WORK TO BE COMPLETED ▸
Reproduce only the records from the line with "Acting as a detector, search for eyeglasses." up to and including the line with "[0,0,510,85]", substituting "primate's" for every "monkey's" and changing nothing else.

───

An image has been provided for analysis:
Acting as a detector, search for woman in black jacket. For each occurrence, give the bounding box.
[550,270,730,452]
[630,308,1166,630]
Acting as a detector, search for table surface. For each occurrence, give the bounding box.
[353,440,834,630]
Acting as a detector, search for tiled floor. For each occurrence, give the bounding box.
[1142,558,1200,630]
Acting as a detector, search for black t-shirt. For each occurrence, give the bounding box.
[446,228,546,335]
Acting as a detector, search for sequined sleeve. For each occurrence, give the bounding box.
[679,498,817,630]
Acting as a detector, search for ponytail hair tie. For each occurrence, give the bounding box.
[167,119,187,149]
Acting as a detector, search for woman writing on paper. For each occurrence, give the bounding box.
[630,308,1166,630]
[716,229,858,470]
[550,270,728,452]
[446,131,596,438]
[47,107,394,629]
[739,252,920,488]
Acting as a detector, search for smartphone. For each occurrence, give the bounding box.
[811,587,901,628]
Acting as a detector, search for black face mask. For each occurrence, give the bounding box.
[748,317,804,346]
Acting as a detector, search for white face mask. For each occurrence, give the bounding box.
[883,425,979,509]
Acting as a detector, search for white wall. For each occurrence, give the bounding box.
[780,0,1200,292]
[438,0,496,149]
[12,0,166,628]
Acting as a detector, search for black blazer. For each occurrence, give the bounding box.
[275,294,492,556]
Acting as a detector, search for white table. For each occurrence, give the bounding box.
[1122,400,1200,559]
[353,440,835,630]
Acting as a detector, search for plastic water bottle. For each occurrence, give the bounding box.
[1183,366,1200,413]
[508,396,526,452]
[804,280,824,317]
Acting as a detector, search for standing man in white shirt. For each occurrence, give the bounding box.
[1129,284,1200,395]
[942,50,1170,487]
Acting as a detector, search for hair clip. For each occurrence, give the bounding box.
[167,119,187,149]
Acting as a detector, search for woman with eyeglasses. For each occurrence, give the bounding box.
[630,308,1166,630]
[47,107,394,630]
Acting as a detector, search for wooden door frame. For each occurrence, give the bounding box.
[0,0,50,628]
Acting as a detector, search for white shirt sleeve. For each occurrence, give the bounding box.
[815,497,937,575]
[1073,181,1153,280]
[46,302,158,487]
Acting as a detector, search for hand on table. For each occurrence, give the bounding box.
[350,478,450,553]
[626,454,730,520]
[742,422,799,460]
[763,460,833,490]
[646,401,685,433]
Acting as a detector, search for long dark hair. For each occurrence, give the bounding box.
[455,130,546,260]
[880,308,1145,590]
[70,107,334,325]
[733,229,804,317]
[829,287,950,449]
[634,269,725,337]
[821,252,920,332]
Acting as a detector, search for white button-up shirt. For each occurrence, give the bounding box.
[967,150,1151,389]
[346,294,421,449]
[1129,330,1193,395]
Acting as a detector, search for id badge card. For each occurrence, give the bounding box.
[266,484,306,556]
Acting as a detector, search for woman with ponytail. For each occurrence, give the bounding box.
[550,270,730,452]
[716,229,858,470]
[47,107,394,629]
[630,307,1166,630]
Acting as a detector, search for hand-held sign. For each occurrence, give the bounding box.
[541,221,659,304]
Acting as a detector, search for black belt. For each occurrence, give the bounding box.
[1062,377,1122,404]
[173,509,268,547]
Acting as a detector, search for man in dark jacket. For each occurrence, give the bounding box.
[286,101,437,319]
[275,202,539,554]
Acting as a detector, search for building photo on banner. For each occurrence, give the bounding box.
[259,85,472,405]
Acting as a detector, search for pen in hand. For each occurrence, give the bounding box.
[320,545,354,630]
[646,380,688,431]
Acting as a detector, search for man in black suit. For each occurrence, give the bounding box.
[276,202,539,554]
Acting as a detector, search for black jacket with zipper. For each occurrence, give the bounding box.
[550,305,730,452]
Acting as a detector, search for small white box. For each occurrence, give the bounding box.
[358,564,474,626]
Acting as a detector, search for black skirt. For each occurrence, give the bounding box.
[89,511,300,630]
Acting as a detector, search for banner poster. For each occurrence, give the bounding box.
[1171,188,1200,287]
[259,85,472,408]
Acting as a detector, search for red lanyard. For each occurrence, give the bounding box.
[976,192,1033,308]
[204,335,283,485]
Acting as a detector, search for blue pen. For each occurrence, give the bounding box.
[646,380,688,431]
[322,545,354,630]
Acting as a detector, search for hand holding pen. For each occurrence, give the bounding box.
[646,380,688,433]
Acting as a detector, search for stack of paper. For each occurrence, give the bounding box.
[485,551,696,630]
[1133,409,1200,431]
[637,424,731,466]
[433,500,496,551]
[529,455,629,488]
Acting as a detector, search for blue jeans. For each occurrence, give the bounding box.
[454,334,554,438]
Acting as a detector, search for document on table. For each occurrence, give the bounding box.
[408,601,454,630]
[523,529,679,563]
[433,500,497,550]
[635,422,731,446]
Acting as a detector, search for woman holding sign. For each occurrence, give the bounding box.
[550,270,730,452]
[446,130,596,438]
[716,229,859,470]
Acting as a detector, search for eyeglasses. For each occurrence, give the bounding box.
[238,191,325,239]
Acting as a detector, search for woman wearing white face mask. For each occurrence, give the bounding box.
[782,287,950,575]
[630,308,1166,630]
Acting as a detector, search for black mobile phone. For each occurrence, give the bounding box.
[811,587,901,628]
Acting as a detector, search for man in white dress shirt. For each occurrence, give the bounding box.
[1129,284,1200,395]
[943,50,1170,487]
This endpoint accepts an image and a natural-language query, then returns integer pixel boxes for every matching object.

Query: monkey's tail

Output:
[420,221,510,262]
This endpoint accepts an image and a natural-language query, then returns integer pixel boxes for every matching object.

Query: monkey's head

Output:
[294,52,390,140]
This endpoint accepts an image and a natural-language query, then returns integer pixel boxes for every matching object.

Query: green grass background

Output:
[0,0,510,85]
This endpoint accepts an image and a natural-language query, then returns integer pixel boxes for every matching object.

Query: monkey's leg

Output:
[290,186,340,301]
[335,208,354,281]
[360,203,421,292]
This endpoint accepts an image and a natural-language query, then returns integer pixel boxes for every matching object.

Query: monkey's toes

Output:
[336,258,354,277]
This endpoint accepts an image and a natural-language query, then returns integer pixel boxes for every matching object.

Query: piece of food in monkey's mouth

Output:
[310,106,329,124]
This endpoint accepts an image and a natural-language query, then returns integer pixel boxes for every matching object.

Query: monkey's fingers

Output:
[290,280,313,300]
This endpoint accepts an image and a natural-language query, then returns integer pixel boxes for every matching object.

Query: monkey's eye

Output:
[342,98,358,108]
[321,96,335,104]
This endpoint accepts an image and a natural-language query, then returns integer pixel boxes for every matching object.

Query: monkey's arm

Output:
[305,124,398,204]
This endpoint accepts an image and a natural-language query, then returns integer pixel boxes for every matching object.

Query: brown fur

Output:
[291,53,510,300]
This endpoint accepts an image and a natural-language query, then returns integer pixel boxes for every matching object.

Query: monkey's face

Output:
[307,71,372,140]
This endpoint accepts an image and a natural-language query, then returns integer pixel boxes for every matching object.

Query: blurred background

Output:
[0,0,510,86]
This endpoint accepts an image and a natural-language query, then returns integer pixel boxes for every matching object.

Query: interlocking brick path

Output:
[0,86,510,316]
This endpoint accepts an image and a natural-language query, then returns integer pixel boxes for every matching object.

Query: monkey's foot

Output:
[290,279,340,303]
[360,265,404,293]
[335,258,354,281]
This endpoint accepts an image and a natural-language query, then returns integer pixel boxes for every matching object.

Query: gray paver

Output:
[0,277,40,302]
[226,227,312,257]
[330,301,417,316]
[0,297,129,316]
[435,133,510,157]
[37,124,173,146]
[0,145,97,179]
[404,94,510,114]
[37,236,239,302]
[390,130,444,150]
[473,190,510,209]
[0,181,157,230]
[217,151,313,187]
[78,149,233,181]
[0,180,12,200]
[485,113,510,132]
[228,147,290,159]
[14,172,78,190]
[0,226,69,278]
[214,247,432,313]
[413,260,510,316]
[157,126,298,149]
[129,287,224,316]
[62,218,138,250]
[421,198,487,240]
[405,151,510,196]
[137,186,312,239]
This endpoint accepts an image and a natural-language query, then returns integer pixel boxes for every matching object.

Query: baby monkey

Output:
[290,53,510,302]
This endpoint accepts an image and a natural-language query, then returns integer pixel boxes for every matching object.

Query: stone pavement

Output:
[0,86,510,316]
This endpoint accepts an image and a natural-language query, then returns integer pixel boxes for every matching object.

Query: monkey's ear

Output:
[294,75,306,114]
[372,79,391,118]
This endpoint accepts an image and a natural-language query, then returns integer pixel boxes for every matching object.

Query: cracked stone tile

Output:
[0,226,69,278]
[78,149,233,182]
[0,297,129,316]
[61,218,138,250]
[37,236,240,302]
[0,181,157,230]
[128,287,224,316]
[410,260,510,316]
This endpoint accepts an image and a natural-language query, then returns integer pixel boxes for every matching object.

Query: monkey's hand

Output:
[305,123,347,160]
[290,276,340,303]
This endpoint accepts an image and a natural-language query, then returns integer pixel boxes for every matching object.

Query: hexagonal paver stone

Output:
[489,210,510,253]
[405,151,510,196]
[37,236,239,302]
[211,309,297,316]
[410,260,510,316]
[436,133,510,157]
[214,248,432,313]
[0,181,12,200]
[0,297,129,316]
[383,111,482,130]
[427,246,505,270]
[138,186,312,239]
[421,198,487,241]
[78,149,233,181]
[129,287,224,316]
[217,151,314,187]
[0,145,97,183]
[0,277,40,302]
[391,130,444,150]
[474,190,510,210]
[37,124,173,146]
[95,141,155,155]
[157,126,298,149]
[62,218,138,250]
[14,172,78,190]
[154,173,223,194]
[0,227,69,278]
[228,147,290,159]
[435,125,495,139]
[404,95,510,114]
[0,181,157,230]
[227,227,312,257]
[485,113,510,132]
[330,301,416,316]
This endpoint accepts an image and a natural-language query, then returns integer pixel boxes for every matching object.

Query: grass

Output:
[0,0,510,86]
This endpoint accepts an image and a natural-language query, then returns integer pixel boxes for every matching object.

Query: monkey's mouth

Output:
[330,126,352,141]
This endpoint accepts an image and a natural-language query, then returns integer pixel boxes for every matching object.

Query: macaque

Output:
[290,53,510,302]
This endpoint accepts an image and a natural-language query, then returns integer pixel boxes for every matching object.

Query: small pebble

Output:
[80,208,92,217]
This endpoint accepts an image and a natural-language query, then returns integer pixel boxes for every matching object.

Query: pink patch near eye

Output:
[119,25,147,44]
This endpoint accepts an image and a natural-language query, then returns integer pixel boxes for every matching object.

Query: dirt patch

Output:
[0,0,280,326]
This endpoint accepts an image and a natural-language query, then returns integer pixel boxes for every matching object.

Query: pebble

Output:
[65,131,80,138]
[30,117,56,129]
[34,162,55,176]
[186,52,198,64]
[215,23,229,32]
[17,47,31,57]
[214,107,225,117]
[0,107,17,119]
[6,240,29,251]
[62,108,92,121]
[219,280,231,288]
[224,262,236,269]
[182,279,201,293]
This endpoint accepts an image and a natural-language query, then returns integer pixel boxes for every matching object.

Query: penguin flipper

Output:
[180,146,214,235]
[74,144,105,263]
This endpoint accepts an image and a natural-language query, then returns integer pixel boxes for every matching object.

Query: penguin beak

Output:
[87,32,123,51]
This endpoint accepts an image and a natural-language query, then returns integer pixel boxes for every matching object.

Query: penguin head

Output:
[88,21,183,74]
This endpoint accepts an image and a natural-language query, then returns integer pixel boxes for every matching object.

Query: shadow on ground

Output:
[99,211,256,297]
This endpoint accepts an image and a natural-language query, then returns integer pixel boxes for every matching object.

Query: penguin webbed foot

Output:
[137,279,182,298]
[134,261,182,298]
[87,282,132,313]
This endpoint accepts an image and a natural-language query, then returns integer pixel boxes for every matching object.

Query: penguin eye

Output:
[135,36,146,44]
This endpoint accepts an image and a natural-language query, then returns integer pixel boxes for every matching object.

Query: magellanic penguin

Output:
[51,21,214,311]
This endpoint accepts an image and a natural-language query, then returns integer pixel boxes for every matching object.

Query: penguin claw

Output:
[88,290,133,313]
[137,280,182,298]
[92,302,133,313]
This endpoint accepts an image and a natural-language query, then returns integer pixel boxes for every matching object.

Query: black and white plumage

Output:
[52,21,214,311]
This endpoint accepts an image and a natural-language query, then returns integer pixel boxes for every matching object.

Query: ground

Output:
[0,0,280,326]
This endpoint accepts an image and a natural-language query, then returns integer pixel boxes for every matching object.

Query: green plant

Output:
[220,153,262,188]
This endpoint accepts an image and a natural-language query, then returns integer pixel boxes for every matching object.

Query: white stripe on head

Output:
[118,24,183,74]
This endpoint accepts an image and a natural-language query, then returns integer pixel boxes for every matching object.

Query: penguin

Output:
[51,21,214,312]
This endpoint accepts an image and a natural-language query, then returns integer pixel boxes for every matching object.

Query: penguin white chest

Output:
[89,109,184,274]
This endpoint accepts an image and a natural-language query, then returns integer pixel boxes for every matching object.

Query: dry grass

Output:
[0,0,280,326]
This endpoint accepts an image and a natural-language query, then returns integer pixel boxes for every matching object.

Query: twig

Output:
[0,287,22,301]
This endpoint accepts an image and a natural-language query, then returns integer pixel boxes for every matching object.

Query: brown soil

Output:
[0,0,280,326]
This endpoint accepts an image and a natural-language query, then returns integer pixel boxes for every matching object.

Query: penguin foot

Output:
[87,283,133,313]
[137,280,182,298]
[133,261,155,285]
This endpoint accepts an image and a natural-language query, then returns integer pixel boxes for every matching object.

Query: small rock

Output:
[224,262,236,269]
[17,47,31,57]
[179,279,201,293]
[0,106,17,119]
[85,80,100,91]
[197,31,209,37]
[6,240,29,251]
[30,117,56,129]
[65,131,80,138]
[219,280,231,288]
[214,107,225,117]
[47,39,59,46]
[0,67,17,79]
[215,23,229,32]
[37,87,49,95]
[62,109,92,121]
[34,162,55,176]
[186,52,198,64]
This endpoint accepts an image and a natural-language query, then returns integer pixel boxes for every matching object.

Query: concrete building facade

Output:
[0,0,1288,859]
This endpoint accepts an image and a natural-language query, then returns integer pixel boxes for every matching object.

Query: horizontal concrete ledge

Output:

───

THE COMPLETED TASK ▸
Acting as a detector, search for eyeglasses. For each occurrence, give the bounding box.
[238,191,325,239]
Acting as a detector, search for woman wearing white face mask. For each occurrence, give the bounding box.
[782,287,950,575]
[630,308,1166,630]
Acting as a detector, search for black mobile phone. For each occurrence, give the bounding box.
[811,587,901,628]
Acting as a detector, search for man in white dress shirt. For each occurrence, give the bounding box.
[1129,284,1200,395]
[943,50,1170,487]
This endpoint accepts an image and a natural-language query, then returns integer pixel boxes for every matching object.

Query: primate's tail

Output:
[420,221,510,262]
This endpoint accepts an image and a natural-language query, then returns integer pixel boxes for every matching object.

Query: primate's head

Output:
[294,52,390,140]
This endpoint accepts an image and a natural-language query, then returns integer pixel boxes for every matching object.

Query: green grass background

Output:
[0,0,510,85]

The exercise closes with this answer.